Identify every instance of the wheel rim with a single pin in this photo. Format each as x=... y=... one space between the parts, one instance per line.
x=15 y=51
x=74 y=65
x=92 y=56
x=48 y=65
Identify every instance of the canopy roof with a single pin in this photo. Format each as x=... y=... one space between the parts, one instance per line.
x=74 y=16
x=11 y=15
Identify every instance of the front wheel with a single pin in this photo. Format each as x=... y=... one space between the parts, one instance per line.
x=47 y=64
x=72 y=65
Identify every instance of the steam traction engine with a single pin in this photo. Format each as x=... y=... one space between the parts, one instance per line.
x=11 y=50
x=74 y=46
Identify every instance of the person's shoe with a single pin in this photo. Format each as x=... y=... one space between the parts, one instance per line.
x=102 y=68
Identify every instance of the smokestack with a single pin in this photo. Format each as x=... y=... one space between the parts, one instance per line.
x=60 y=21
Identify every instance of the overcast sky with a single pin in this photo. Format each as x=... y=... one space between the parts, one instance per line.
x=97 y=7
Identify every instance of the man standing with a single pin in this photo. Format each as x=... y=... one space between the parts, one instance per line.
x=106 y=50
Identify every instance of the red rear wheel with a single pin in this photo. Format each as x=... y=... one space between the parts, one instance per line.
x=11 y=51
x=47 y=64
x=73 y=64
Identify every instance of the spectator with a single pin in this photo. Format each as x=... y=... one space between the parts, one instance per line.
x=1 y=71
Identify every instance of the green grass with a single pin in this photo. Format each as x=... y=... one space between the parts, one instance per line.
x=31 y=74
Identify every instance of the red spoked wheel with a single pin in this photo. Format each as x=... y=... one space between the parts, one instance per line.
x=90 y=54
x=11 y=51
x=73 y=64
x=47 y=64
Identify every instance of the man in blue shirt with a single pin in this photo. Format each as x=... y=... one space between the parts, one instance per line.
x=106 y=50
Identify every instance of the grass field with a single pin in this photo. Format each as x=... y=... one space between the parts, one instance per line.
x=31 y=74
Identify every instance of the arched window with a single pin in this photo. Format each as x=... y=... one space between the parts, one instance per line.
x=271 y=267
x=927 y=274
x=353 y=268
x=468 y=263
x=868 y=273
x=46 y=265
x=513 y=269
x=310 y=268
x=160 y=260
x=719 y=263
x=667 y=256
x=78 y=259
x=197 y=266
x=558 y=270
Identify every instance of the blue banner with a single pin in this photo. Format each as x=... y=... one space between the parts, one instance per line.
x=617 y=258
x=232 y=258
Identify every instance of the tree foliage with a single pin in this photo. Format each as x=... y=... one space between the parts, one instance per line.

TASK REQUIREMENTS =
Return every line of the material exactly.

ANSWER SECTION =
Identify every instance of the wheel rim with a single pin in this photo. Format each as x=... y=... one space between the parts, one instance per line.
x=15 y=51
x=74 y=65
x=92 y=56
x=48 y=65
Identify every instance of the canopy roof with a single pin in this photo. Format each as x=... y=... one space between the parts, one instance per line.
x=74 y=16
x=11 y=15
Identify every instance of the front wheel with a single pin in this photo. Format each as x=... y=... one space between the parts, one instance per line.
x=47 y=64
x=72 y=65
Identify every instance of the steam traction engine with a single pin in this photo. Format each as x=... y=... one space between the parts, one instance per line.
x=11 y=50
x=74 y=46
Identify every instance of the person's shoe with a single pin in this photo. Format each as x=... y=... one space between the parts, one instance per line.
x=102 y=68
Identify every instance of the smokestack with a single pin in this photo. Format each as x=... y=... one space between the parts, one instance per line.
x=60 y=21
Identify every instance of the overcast sky with a single pin in this photo. Format each as x=... y=... one space between the parts, one instance per line.
x=97 y=7
Identify every instance of the man standing with a single pin in this photo. Format each as x=... y=... one space between the parts, one instance per line.
x=106 y=50
Identify every instance of the red rear wheel with a single pin in this photo. Format each as x=... y=... one space between the parts, one instance per line.
x=11 y=51
x=47 y=64
x=73 y=64
Identify every instance of the spectator with a single pin in this photo. Format each as x=... y=... one space between the parts, one instance per line.
x=1 y=71
Identify every instance of the green grass with a single pin in this photo. Format each as x=... y=... one space between the parts, one instance per line.
x=31 y=74
Identify every instance of the red spoked wheel with a single pin in this photo. Format each as x=... y=... one space between the parts, one instance per line.
x=90 y=54
x=11 y=51
x=73 y=64
x=47 y=64
Identify every instance of the man in blue shirt with a single pin in this photo. Format each as x=... y=... one space between the parts, one instance per line.
x=106 y=50
Identify every instance of the grass field with a single pin in this photo. Format each as x=... y=... one space between the parts, one instance per line.
x=31 y=74
Identify every instance of the arched window with a single pin in this photo. Format each as x=... y=... one space between the parts, one instance per line.
x=271 y=267
x=927 y=274
x=353 y=268
x=468 y=263
x=868 y=273
x=46 y=265
x=513 y=269
x=310 y=268
x=160 y=260
x=719 y=263
x=667 y=256
x=78 y=259
x=197 y=266
x=558 y=270
Identify every instance of the blue banner with a single pin in this photo. Format each as x=... y=... one space between the parts, one instance per line.
x=617 y=258
x=232 y=258
Identify every instance of the tree foliage with a single pin in this photo. Format each as x=... y=... one space between the parts, one instance per line.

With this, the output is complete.